Thinking About Megumi

Watching clips of the irrepressible Kanye West grabbing a microphone to hijack some narrative or another, I thought about Megumi Yokota [横田めぐみ].  Like Kanye, Megumi’s story has grown beyond anyone’s ability to control.  It fills Japanese newschannels and magazines, and serves as a crucial pillar in Japan’s own narrative of having been exploited and disrespected by North Korea.

North Korea will be accepting no awards from MTV; the Japanese media has occupied the microphone in any case.

Sakie Yokota, mother of Japanese kidnap victim Megumi Yokota, testifies before a House committee on Capitol Hill in this April 27, 2006 file photo as Koh Myung-sup, a South Korean abductee, listens at right. Holding up photos of her daughter is her son Takuya Yokota. / AP-Yonhap

Sakie Yokota, mother of Japanese kidnap victim Megumi Yokota, testifies before a House committee on Capitol Hill in this April 27, 2006 file photo as Koh Myung-sup, a South Korean abductee, listens at right. Holding up photos of her daughter is her son Takuya Yokota. / AP-Yonhap

And yet, subsequent mobilization around the issue of Megumi’s abduction helps to fill a void in Japanese life.  The loss of community feelings and the growth of individualistic alienation can be assuaged through participation in a social movement commemorating Megumi’s plight.  And in a society with a plunging birthrate and an uncertain future, her story (as told by her faithful parents) reminds Japan of the importance of family life, filial piety, and the responsibilities and love which parents lavish upon their children.

Missing Person of the Cold War: Liberation Report on Megumi Yokota

The following article is a stub; translation of the complete article should be posted in a few hours’ time. –A.C.  More to follow….

Arnaud Vaulerin, “Japan. Disparu de la Guerre Froide [Japan: Disappeared in the Cold War],” Liberation, 11 March 2009.

Megumi Yokota, following the example of a dozen Japanese, was kidnapped by North Korea in the 1970s: Her case continues to poison the relations between the two states.


Ils sont assis sur le bord du canapé, droits et soudés. Sur la table basse ornant le hall de leur immeuble cossu de Kawasaki, à une trentaine de kilomètres au sud de Tokyo, ils ont posé deux dossiers bleus. Sakie et Shigeru Yokota y rangent toutes les images de leur fille Megumi. Des clichés jaunis côtoient des photos aux couleurs vives, seules traces de leur aînée, enlevée à l’âge de 13 ans par des espions nord-coréens. Trente-deux ans plus tard, les jeunes parents sont devenus des septuagénaires «fatigués», qui n’ont pourtant «pas perdu espoir» de revoir leur fille. Depuis cette nuit d’automne, ils n’ont cessé de frapper à toutes les portes, passant, au gré des recherches, de l’exaltation la plus vive au plus profond abattement.

They sit on the edge of the sofa, hands welded together. On the coffee table decorating the hall of their opulent home in Kawasaki, about thirty kilometers south of Tokyo, they lay out two blue files. There, Sakie and Shigeru Yokota tidily arrange all the images of their daughter Megumi. Yellowed pictures go alongside photos in lively colors, the only traces of their elder daughter, kidnapped at the age of 13 by North Korean spies. Thirty-two years later, these young parents have became tired septuagenarians.  “Nevertheless,” they say,  “[we have] not lost hope ” to see their daughter again. On this night of the Japanese autumn, they knock ceaselessly on all the doors, amid many passer-by, moving through this search into the most living ecstasy and the most profound dejection.

- [Dataset entries]
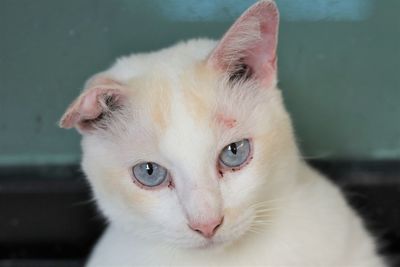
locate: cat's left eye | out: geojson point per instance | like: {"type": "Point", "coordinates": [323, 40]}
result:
{"type": "Point", "coordinates": [150, 174]}
{"type": "Point", "coordinates": [235, 154]}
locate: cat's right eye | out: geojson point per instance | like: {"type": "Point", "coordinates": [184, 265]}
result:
{"type": "Point", "coordinates": [149, 174]}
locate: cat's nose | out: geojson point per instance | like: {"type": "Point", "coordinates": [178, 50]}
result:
{"type": "Point", "coordinates": [207, 230]}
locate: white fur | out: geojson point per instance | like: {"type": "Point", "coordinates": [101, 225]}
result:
{"type": "Point", "coordinates": [175, 108]}
{"type": "Point", "coordinates": [284, 213]}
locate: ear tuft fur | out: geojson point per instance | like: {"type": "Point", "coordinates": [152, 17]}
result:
{"type": "Point", "coordinates": [248, 49]}
{"type": "Point", "coordinates": [93, 105]}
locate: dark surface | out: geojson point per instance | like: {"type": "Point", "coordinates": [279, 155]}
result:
{"type": "Point", "coordinates": [48, 218]}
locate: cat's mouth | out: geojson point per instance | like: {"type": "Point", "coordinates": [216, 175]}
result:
{"type": "Point", "coordinates": [210, 244]}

- [Objective]
1. In the post about Megumi Yokota, on what date was Sakie Yokota photographed testifying before a House committee?
2. Which publication ran Arnaud Vaulerin's article?
3. In which city is the Yokota home?
Answer from the post about Megumi Yokota alone.

- [Output for this task]
1. April 27, 2006
2. Liberation
3. Kawasaki